== Herausforderung ==
Ersetze in den Daten zwischen der Zeile mit „Where can the yellow“ und dem Ende der Daten, beide einschließlich, „bus grille“ durch „front grille“. Gib nur diese Zeilen wieder und lass alles andere unverändert.

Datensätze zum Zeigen

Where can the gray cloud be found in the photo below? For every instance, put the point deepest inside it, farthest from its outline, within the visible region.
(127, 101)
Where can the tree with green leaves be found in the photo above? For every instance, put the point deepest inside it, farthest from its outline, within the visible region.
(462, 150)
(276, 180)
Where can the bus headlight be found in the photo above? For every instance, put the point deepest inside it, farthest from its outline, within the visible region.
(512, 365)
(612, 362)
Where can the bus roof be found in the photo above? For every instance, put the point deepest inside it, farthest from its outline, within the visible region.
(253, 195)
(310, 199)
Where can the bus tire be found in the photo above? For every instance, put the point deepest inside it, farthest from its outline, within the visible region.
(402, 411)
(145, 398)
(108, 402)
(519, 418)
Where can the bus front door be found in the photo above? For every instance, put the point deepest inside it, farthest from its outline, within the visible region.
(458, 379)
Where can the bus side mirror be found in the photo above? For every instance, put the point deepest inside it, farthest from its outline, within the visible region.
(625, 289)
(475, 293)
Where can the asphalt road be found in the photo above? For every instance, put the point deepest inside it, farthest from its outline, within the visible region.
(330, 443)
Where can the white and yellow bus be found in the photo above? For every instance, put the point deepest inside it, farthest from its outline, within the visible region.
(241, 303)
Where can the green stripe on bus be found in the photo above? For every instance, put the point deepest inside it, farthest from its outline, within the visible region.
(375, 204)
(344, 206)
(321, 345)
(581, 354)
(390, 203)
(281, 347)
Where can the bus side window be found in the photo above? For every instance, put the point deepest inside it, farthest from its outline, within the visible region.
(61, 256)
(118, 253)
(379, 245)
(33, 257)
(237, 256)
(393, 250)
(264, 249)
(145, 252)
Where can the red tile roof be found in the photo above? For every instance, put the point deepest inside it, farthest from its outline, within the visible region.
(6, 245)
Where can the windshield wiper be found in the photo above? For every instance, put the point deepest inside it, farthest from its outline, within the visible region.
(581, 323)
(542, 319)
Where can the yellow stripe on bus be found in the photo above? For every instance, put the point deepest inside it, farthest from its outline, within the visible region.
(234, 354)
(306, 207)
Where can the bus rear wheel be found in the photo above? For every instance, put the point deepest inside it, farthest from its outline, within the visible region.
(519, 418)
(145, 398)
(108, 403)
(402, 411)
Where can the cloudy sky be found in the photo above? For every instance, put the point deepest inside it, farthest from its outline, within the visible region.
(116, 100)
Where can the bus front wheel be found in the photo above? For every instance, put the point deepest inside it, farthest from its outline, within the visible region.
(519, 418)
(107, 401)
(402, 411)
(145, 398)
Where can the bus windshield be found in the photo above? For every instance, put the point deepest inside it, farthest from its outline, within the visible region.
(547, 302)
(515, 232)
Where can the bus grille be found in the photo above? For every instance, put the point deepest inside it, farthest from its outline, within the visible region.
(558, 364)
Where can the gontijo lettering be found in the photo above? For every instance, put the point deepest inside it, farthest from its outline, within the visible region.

== Das Ergebnis ==
Where can the yellow stripe on bus be found in the photo above? For every instance, put the point deepest inside it, farthest from its outline, within the visible region.
(234, 354)
(306, 207)
Where can the bus rear wheel be found in the photo above? For every instance, put the point deepest inside it, farthest from its outline, within the visible region.
(519, 418)
(145, 398)
(108, 403)
(402, 411)
Where can the cloudy sky be found in the photo above? For every instance, put the point deepest inside it, farthest from its outline, within the visible region.
(116, 100)
Where can the bus front wheel be found in the photo above? For every instance, put the point deepest inside it, farthest from its outline, within the visible region.
(519, 418)
(107, 401)
(402, 411)
(145, 398)
Where can the bus windshield be found in the photo above? For every instance, put the point deepest inside it, farthest from its outline, within the visible region.
(547, 302)
(515, 232)
Where can the front grille be found in the photo above? For every instance, put the point deepest inside it, farthest from its outline, within the visible region.
(558, 364)
Where can the gontijo lettering be found in the photo above? For every instance, put the point deepest inside it, farthest from its outline, within the visible region.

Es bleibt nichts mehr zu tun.